-- Tujuan Tugas --
Ketik ulang bagian cuplikan teks dari "JAKARTA | Priangan.com" sampai "namanya menjadi Soekarno." tanpa mengubah satu huruf pun.

JAKARTA | Priangan.com – Ir. Soekarno adalah tokoh sentral dalam perjuangan kemerdekaan Negara Kesatuan Republik Indonesia (NKRI). Lahir di Surabaya, 6 Juni 1901, pria yang akrab disapa Bung Karno itu memiliki nama lahir Kusno Sosrodiharjo. Ia adalah putra dari pasangan Raden Soekemi Sosrodihardjo dan Ida Ayu Nyoman Rai. Namun, lantaran kala itu Kusno sering sakit-sakitan, sang ayah pun akhirnya mengganti namanya menjadi Soekarno.
Sejak kecil, Bung Karno dikenal sebagai anak yang cerdas. Puluhan bahasa, dari mulai Jawa, Sunda, Bali, Melayu, Jepang, Inggris, Jerman, Arab, Belanda, hingga Prancis, ia kuasai ketika berusia remaja. Tak ayal kalau Bapak Proklamator Indonesia ini menyandang julukan sebagai seorang poliglot.

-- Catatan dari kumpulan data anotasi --
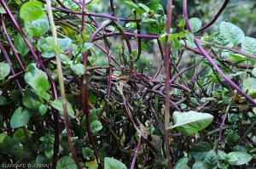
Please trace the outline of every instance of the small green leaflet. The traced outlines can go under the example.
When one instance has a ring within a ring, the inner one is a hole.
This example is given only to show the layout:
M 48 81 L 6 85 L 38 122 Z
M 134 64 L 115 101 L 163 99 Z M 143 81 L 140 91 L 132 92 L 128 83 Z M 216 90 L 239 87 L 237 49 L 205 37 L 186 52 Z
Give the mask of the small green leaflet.
M 17 128 L 24 127 L 29 121 L 30 115 L 26 110 L 23 110 L 22 107 L 16 109 L 10 120 L 10 127 L 12 128 Z
M 241 43 L 245 37 L 243 31 L 230 22 L 222 21 L 219 25 L 219 30 L 223 36 L 235 45 Z
M 9 64 L 1 62 L 0 63 L 0 81 L 4 79 L 10 72 L 10 67 Z
M 25 3 L 20 10 L 20 16 L 26 21 L 33 21 L 44 16 L 44 3 L 39 1 Z
M 104 169 L 127 169 L 121 161 L 109 157 L 104 158 Z
M 177 127 L 177 131 L 185 136 L 189 136 L 204 129 L 213 120 L 213 115 L 208 113 L 199 113 L 192 110 L 183 113 L 174 111 L 172 117 L 176 124 L 167 127 L 166 130 Z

-- Jawaban --
JAKARTA | Priangan.com – Ir. Soekarno adalah tokoh sentral dalam perjuangan kemerdekaan Negara Kesatuan Republik Indonesia (NKRI). Lahir di Surabaya, 6 Juni 1901, pria yang akrab disapa Bung Karno itu memiliki nama lahir Kusno Sosrodiharjo. Ia adalah putra dari pasangan Raden Soekemi Sosrodihardjo dan Ida Ayu Nyoman Rai. Namun, lantaran kala itu Kusno sering sakit-sakitan, sang ayah pun akhirnya mengganti namanya menjadi Soekarno.